## Task item
From the listing below, copy only the lines running from the line that contains "column 285, row 120" to the line that contains "Target: woman's lips", both included.

## Information given
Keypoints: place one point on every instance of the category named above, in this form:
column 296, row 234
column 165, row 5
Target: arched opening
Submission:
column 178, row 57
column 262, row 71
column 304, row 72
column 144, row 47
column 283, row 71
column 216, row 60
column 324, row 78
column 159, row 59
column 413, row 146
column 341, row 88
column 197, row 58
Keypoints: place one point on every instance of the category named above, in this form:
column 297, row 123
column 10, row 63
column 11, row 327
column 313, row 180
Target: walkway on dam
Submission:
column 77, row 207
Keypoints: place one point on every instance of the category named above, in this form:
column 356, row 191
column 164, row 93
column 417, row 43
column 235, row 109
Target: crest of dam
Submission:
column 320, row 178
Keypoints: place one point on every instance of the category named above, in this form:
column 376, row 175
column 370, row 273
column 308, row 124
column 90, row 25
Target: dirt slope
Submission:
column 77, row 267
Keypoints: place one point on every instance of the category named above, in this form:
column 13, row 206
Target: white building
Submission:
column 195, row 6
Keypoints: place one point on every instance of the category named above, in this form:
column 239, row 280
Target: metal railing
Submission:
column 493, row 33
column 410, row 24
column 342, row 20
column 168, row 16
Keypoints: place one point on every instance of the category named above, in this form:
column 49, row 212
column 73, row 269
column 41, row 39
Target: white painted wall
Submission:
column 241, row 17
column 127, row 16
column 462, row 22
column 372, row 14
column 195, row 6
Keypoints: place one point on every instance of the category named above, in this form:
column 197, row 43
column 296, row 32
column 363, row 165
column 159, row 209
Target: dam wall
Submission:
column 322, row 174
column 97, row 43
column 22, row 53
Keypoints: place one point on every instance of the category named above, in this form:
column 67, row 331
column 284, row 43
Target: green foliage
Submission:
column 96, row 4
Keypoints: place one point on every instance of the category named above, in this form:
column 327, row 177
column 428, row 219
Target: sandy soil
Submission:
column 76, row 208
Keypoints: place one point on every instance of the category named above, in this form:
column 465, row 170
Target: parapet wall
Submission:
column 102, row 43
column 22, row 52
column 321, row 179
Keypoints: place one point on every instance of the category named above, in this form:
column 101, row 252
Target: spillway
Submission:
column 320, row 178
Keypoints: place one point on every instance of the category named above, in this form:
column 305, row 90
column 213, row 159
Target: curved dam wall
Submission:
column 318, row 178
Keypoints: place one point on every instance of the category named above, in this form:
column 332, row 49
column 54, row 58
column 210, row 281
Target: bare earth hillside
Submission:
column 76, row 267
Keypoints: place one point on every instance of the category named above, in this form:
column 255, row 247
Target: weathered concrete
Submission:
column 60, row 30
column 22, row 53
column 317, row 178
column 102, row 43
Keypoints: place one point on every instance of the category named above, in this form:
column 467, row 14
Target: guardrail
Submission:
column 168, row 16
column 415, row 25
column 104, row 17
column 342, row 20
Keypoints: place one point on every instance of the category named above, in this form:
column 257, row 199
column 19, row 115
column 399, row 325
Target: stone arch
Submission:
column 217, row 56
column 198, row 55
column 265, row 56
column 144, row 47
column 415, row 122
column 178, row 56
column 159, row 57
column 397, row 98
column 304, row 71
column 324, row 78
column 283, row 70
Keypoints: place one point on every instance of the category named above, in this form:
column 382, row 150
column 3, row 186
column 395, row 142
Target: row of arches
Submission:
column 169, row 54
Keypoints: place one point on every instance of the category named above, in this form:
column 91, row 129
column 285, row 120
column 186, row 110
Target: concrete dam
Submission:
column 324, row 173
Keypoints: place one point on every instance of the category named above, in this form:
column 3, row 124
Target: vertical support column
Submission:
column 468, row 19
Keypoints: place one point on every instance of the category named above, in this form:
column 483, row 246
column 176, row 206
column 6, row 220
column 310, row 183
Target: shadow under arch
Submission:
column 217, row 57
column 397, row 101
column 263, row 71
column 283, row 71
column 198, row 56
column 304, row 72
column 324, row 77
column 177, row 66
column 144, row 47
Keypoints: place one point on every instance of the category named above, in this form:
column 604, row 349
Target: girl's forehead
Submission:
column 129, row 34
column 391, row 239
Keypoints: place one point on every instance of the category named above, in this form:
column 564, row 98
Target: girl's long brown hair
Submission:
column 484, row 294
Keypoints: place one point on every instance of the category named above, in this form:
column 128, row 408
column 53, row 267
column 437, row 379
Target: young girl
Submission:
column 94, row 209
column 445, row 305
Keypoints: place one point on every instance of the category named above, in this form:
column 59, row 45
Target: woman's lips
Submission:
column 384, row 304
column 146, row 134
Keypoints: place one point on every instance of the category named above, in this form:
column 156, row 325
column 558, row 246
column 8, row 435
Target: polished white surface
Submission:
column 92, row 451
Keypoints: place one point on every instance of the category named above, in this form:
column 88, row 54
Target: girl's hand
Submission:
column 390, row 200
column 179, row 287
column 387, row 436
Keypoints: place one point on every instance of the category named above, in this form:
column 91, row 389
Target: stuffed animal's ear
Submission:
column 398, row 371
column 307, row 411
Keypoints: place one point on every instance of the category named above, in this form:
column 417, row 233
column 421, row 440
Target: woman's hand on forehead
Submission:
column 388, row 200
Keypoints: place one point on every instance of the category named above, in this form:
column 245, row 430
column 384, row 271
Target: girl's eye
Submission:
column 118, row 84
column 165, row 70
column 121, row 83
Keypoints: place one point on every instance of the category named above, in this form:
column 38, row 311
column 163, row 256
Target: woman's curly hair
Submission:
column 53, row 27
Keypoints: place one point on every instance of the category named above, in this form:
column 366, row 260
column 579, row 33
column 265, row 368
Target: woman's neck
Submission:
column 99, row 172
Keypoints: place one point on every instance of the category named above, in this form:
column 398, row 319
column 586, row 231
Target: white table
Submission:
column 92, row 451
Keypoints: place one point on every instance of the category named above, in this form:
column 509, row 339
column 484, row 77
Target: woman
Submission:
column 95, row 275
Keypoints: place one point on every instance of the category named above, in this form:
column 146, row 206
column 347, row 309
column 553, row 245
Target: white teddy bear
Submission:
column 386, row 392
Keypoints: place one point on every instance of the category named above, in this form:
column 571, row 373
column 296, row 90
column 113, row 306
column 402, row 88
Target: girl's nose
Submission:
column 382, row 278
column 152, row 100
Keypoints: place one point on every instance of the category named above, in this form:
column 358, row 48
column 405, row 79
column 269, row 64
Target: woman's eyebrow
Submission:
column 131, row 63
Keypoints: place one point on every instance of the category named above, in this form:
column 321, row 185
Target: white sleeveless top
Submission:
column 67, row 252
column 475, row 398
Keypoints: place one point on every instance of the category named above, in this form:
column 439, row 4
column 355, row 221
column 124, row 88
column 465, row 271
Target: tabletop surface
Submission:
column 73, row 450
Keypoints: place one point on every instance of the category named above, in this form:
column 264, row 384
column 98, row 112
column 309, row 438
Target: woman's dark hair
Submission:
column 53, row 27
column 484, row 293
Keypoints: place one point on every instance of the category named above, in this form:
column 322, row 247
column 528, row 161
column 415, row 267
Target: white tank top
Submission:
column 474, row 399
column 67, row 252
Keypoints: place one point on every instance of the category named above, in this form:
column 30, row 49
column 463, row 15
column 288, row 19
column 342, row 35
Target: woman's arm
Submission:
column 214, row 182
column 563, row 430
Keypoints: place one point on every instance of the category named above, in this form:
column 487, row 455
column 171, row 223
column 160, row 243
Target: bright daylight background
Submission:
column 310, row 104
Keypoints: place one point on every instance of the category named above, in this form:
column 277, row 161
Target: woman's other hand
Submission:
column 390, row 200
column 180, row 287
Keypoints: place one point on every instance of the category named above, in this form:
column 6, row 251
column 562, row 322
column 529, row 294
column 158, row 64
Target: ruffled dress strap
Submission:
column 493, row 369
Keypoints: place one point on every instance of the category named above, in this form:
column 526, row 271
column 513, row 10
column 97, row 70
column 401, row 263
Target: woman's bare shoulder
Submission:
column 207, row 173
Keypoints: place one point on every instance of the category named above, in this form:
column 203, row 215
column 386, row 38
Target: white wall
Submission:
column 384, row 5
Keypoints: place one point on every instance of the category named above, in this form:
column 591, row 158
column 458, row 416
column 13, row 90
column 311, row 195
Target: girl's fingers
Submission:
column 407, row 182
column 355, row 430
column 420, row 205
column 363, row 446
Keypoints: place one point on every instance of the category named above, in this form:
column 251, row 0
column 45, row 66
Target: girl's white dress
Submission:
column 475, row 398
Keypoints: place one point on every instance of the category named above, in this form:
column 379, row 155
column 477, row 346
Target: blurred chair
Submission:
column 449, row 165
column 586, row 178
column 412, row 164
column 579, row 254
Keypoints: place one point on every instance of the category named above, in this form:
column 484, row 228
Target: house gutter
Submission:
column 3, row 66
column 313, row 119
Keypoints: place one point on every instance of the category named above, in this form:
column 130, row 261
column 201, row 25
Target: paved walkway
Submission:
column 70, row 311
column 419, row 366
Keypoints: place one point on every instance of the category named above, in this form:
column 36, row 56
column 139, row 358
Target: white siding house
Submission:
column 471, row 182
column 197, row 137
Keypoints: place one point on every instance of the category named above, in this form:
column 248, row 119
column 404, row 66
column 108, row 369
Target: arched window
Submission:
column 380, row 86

## Response to this task
column 285, row 120
column 186, row 110
Target: concrete dam
Submission:
column 324, row 173
Keypoints: place one point on every instance of the category named above, in this form:
column 3, row 124
Target: vertical support column
Submission:
column 468, row 19
Keypoints: place one point on every instance of the category named above, in this form:
column 483, row 246
column 176, row 206
column 6, row 220
column 310, row 183
Target: shadow under arch
Submission:
column 217, row 57
column 397, row 101
column 263, row 71
column 283, row 71
column 198, row 56
column 304, row 72
column 324, row 77
column 177, row 66
column 144, row 47
Keypoints: place one point on every instance of the category named above, in this form:
column 604, row 349
Target: girl's forehead
Submission:
column 129, row 34
column 391, row 239
Keypoints: place one point on every instance of the category named above, in this form:
column 564, row 98
Target: girl's long brown hair
Submission:
column 484, row 294
Keypoints: place one point on every instance of the category named above, in this form:
column 128, row 408
column 53, row 267
column 437, row 379
Target: young girl
Submission:
column 94, row 209
column 445, row 305
Keypoints: place one point on every instance of the category named above, in this form:
column 59, row 45
Target: woman's lips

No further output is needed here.